The patch notes below are broken down into several sections:

  • Goals -- What is currently supported
  • Non-goals -- What is not on the table right now
  • Architecture
    • Activation -- How to enable this experimental feature
    • Placement -- Request datastore recommendations
    • Disk cache -- Per-datastore cache for Content Library item disk(s)
    • Create VM -- Create linked clone directly from cached disk

Goals

The following goals are what is considered in-scope for this experimental feature at this time. Just because something is not listed, it does not mean it will not be added before the feature is made generally available:

  • Support all VM images that are OVFs
  • Support multiple zones
  • Support workload-domain isolation
  • Support all datastore types, including host-local and vSAN

Non-goals

The following is a list of non-goals that are not in scope at this time, although most of them should be revisited prior to this feature graduating to production:

  • Support VM encryption

    Child disks can only be encrypted if their parent disks are encrypted. Users could deploy an encrypted VM without using Fast Deploy, and then publish that VM as an image to then be used as the source for provisioning encrypted VMs using Fast Deploy.

## REQUIREMENTS
Using the Fast Deploy patch notes, decide whether each statement agrees with them, answering yes or no and quoting the words that decide it. (a) Support for multiple zones is among the goals. (b) Host-local datastores are left out of the goals. (c) Child disks can be encrypted even when their parent disks are not. The rows come from a separate source.

## RAW RECORDS
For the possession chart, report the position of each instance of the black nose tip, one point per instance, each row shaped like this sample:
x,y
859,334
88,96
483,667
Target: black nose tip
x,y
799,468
==
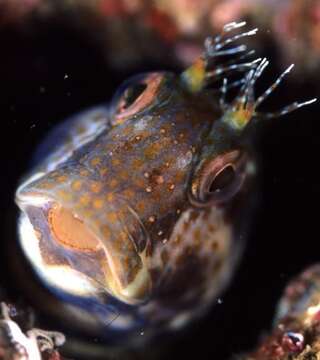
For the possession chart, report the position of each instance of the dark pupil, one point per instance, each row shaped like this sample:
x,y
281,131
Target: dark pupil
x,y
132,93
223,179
* * *
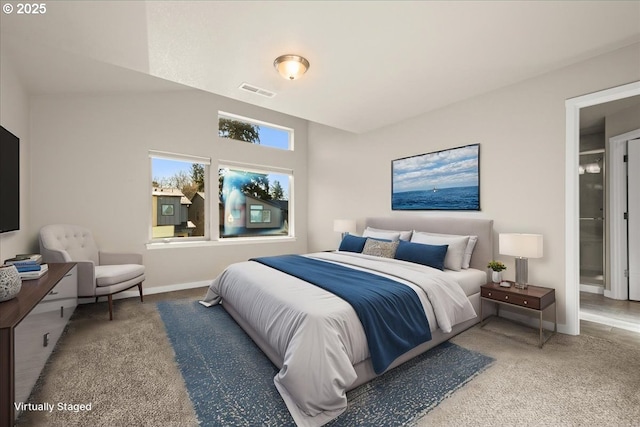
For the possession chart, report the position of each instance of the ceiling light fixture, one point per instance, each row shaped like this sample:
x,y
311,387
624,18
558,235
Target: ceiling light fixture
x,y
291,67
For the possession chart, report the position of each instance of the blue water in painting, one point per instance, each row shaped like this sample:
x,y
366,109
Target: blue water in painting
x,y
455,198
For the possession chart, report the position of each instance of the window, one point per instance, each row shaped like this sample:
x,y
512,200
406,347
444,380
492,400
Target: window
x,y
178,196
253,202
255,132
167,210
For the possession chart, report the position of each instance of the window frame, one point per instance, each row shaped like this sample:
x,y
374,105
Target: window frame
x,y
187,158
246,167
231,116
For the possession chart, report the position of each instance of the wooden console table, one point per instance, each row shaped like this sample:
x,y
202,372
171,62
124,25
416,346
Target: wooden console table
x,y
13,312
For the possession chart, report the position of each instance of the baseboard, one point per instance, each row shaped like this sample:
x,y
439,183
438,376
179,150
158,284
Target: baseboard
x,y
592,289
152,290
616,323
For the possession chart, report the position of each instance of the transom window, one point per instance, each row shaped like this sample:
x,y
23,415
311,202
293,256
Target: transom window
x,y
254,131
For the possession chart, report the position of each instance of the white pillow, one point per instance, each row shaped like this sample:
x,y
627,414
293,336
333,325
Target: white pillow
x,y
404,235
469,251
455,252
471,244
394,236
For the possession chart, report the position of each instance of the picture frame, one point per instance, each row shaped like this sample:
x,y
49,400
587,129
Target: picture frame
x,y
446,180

## WRITTEN REPLY
(a) Yes: "Support multiple zones"
(b) No: "Support all datastore types, including host-local and vSAN"
(c) No: "Child disks can only be encrypted if their parent disks are encrypted."